§ AIM: Reproduce the material below verbatim, from its first line through the line containing "point(169, 779)", including both. Leave the pictures out of your reply.

-- START --

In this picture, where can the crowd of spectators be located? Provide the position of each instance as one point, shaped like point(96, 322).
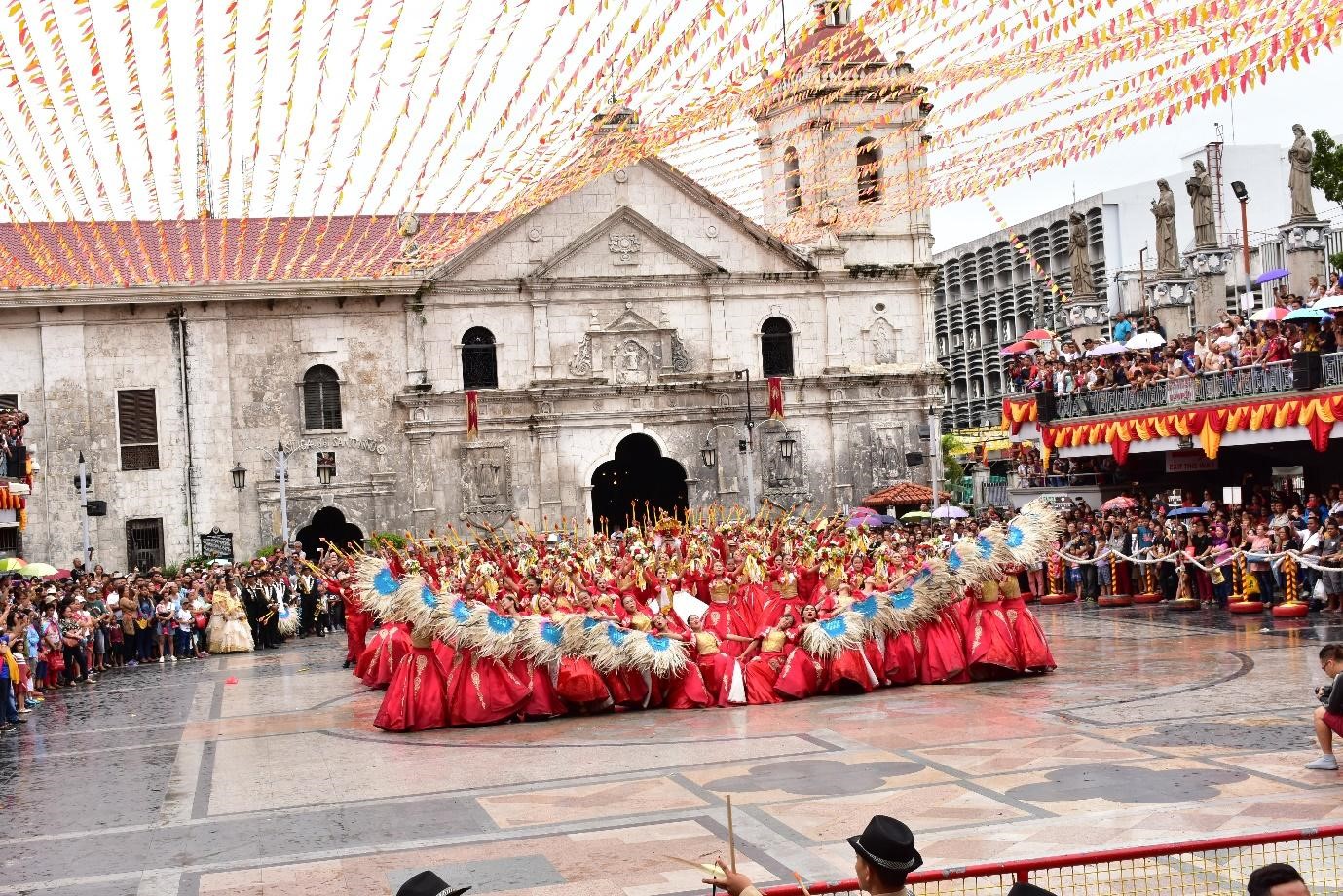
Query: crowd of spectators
point(1233, 343)
point(67, 630)
point(1205, 530)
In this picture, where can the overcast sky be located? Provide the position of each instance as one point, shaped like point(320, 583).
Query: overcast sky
point(280, 147)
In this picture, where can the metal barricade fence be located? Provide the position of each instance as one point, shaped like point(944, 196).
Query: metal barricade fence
point(1194, 868)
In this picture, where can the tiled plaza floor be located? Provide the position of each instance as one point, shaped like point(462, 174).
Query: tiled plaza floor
point(169, 779)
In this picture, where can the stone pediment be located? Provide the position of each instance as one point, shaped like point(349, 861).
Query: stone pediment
point(623, 243)
point(629, 351)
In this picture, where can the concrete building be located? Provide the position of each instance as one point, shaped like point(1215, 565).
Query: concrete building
point(612, 337)
point(988, 294)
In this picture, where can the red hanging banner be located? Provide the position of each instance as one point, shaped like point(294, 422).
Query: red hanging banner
point(776, 397)
point(473, 422)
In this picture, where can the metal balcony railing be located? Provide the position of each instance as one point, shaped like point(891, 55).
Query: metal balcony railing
point(1241, 382)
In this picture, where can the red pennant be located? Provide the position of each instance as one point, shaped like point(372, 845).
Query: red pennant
point(473, 422)
point(776, 397)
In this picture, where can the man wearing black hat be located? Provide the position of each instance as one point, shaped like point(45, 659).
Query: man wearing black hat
point(884, 857)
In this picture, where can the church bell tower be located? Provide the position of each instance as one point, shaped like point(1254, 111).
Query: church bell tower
point(842, 147)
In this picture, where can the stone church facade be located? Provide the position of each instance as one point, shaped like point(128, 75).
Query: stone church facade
point(609, 336)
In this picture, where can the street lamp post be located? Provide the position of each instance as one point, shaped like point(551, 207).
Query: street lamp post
point(1244, 197)
point(84, 504)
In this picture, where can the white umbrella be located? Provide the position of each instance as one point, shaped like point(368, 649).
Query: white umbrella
point(1144, 342)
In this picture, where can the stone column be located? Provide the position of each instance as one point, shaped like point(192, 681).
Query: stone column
point(541, 340)
point(1169, 300)
point(1306, 255)
point(720, 358)
point(1209, 294)
point(548, 471)
point(422, 481)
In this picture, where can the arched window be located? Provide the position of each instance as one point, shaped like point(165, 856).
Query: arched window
point(791, 181)
point(869, 170)
point(776, 347)
point(478, 365)
point(321, 399)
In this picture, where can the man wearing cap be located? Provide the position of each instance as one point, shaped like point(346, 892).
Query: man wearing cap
point(884, 857)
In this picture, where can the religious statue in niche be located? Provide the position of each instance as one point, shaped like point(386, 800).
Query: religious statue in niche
point(1299, 181)
point(631, 364)
point(1168, 244)
point(1200, 188)
point(1079, 254)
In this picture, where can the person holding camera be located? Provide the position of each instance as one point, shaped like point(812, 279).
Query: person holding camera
point(1328, 719)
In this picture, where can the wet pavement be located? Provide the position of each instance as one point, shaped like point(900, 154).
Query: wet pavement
point(263, 774)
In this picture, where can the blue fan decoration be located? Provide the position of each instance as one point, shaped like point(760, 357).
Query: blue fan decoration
point(386, 581)
point(500, 623)
point(836, 627)
point(867, 608)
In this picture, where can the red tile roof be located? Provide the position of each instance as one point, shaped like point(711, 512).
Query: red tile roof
point(854, 47)
point(212, 250)
point(899, 495)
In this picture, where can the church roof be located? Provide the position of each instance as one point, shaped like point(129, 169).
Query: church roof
point(854, 47)
point(211, 250)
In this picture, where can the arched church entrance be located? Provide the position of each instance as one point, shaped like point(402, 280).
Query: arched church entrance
point(635, 484)
point(329, 524)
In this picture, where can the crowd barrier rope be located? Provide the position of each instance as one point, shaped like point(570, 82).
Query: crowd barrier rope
point(1218, 867)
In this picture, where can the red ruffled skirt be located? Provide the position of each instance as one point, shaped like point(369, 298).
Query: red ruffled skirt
point(1033, 651)
point(681, 692)
point(945, 651)
point(762, 673)
point(415, 697)
point(801, 676)
point(482, 691)
point(579, 683)
point(990, 645)
point(378, 664)
point(903, 653)
point(718, 676)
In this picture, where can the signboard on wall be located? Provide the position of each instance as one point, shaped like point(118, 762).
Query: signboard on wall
point(1189, 463)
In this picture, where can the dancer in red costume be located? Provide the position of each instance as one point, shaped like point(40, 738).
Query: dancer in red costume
point(715, 664)
point(417, 697)
point(577, 682)
point(801, 673)
point(385, 651)
point(990, 645)
point(1033, 653)
point(776, 643)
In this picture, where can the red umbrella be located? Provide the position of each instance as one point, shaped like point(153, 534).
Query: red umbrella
point(1020, 348)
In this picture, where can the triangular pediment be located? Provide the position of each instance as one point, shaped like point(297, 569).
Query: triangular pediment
point(624, 237)
point(630, 322)
point(681, 230)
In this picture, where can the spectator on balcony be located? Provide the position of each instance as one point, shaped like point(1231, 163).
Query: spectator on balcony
point(1124, 328)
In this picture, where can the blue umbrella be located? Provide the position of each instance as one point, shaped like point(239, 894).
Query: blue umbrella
point(1278, 273)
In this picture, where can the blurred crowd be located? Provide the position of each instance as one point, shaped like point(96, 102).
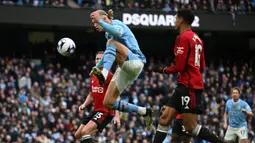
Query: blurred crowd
point(234, 6)
point(39, 103)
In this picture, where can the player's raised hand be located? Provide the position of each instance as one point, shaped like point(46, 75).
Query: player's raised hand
point(163, 109)
point(81, 108)
point(95, 16)
point(158, 68)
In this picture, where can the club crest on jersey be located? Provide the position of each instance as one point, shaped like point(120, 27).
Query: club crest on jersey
point(96, 89)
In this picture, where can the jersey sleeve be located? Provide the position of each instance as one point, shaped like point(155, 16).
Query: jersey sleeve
point(247, 107)
point(226, 107)
point(115, 30)
point(202, 61)
point(90, 85)
point(180, 57)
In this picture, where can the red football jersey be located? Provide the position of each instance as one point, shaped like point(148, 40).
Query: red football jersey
point(189, 60)
point(179, 116)
point(98, 93)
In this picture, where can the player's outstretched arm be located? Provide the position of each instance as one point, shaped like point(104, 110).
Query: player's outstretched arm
point(89, 100)
point(247, 110)
point(114, 30)
point(116, 119)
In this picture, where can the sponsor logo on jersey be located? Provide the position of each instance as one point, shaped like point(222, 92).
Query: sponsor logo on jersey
point(97, 89)
point(153, 19)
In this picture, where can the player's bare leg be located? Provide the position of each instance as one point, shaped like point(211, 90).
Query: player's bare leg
point(84, 132)
point(168, 114)
point(186, 139)
point(191, 126)
point(244, 141)
point(180, 139)
point(113, 92)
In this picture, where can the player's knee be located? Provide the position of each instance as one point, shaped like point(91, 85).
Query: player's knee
point(77, 135)
point(107, 104)
point(189, 127)
point(111, 41)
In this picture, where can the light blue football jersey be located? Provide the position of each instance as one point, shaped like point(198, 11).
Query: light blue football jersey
point(236, 117)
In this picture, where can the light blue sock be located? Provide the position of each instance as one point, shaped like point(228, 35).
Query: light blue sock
point(124, 106)
point(100, 63)
point(109, 56)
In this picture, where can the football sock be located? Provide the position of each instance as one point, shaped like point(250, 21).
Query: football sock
point(124, 106)
point(86, 139)
point(206, 134)
point(160, 134)
point(109, 58)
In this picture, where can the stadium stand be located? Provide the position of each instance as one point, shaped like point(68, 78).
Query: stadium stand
point(39, 103)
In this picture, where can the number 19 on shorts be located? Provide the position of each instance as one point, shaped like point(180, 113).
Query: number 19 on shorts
point(185, 102)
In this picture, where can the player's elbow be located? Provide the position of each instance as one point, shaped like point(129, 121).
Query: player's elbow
point(250, 114)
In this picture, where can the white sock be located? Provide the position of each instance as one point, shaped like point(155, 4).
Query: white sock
point(141, 110)
point(105, 73)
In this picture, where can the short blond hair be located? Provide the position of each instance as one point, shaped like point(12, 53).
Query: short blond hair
point(109, 13)
point(236, 88)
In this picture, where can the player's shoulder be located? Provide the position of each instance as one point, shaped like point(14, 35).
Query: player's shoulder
point(117, 22)
point(110, 74)
point(190, 35)
point(243, 102)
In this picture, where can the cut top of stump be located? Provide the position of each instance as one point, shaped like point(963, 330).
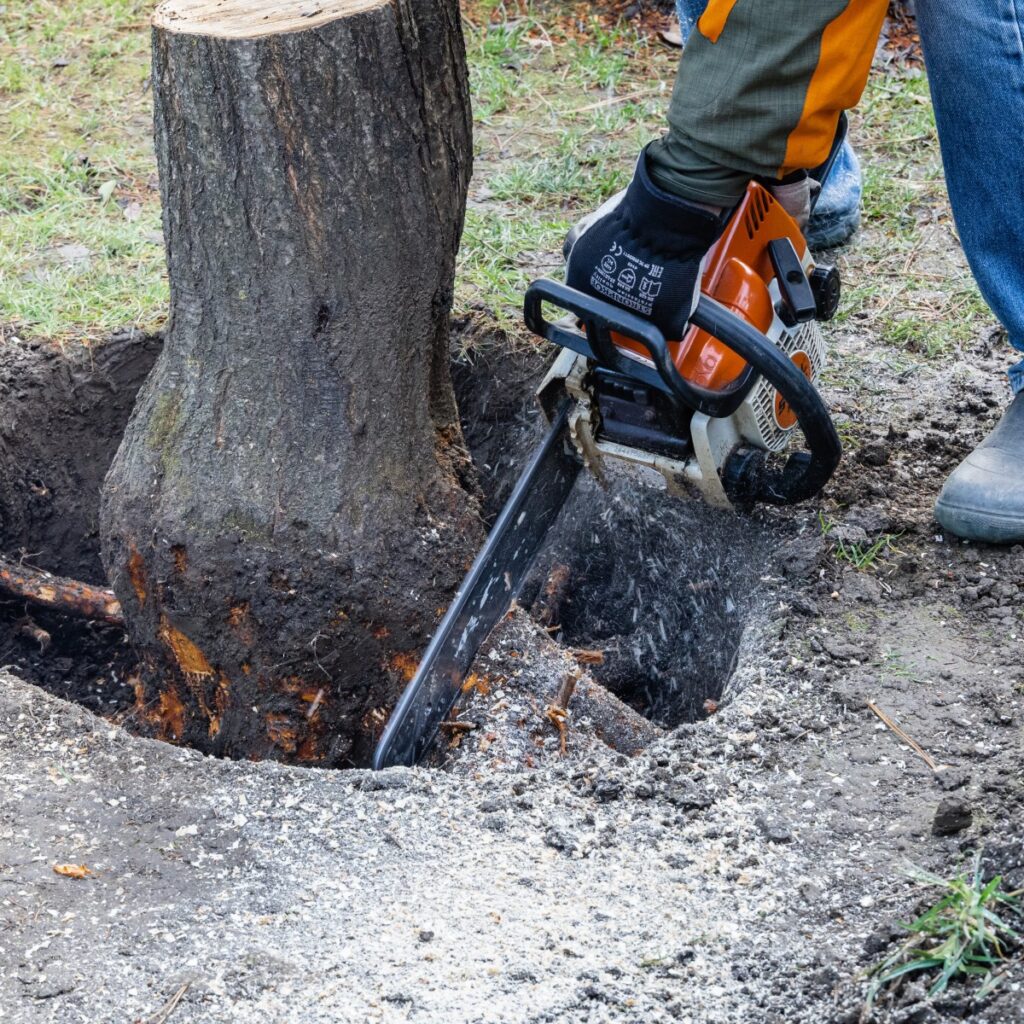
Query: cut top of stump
point(250, 18)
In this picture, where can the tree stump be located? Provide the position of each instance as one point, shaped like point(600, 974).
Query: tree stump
point(292, 508)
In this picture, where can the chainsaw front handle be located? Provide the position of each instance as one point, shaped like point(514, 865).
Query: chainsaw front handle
point(600, 321)
point(747, 478)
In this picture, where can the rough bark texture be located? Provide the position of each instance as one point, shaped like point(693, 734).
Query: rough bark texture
point(289, 513)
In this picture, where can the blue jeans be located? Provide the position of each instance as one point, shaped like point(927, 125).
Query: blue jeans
point(974, 51)
point(975, 57)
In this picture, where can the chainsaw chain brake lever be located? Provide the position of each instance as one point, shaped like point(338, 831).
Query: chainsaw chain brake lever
point(600, 321)
point(804, 473)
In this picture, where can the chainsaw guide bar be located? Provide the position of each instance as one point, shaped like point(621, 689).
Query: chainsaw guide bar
point(494, 581)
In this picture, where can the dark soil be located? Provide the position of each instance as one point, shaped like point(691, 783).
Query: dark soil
point(64, 414)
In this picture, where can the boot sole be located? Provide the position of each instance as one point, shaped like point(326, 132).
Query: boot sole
point(975, 524)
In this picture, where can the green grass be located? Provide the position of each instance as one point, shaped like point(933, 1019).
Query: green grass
point(967, 933)
point(861, 556)
point(80, 252)
point(561, 107)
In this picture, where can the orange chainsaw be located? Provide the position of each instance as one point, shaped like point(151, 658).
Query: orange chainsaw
point(708, 412)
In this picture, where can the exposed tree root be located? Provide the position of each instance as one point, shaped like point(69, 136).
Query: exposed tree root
point(69, 596)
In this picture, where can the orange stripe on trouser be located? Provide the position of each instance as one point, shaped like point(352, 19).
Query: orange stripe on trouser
point(713, 19)
point(847, 48)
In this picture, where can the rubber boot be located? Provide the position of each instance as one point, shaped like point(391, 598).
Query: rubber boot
point(983, 499)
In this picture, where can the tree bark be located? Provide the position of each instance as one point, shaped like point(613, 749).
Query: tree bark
point(291, 508)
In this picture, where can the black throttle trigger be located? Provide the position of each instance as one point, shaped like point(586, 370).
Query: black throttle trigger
point(798, 302)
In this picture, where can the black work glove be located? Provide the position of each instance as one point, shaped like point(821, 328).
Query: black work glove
point(643, 251)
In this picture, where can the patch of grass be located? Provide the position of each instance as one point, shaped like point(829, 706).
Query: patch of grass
point(861, 556)
point(80, 252)
point(967, 932)
point(499, 257)
point(864, 556)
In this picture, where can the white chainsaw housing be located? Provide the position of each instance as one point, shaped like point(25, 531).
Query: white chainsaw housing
point(755, 423)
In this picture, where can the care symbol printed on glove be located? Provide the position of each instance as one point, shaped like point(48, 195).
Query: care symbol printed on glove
point(649, 288)
point(628, 279)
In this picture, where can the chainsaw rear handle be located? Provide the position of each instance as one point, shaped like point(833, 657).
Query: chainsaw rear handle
point(805, 473)
point(600, 320)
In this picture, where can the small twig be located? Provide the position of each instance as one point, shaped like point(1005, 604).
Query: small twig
point(910, 741)
point(557, 712)
point(610, 101)
point(161, 1016)
point(459, 726)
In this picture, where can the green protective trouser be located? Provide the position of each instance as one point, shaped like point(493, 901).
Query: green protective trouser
point(759, 92)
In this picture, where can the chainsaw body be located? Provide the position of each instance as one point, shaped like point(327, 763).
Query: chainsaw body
point(695, 410)
point(707, 411)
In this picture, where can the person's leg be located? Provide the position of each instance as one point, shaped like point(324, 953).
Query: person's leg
point(837, 213)
point(974, 54)
point(760, 90)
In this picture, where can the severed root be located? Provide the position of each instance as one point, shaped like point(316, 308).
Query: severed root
point(557, 713)
point(548, 606)
point(69, 596)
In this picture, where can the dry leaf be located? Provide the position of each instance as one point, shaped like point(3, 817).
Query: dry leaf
point(72, 870)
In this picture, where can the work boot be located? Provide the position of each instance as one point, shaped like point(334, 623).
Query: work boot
point(983, 499)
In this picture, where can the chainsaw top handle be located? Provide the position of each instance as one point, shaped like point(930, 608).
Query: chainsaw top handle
point(804, 474)
point(600, 321)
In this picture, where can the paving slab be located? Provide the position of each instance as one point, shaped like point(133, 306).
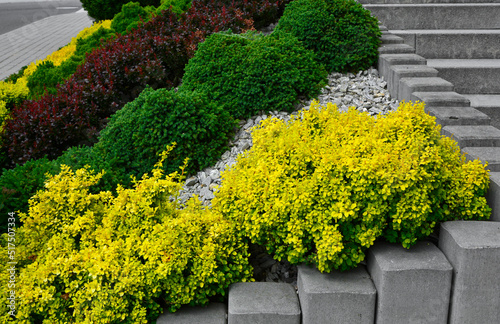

-- END --

§ IN RESPONSE:
In this picture, where can the crowd of spectators be located? Provide the position of each instance as one point, shaped like point(96, 322).
Query: crowd of spectators
point(1233, 343)
point(67, 630)
point(1205, 530)
In this picture, where can the overcast sky be located? Provide the position of each instance as one point, shaped like point(320, 583).
Query: overcast sky
point(280, 147)
In this picture, where can the metal barricade fence be located? Provide the position of each instance as one point, shaped like point(944, 196).
Query: metal barricade fence
point(1194, 868)
In this picture, where can the tiled plaza floor be located? Provide the position of each instance as one point, shaped like point(462, 174).
Query: tiled plaza floor
point(169, 779)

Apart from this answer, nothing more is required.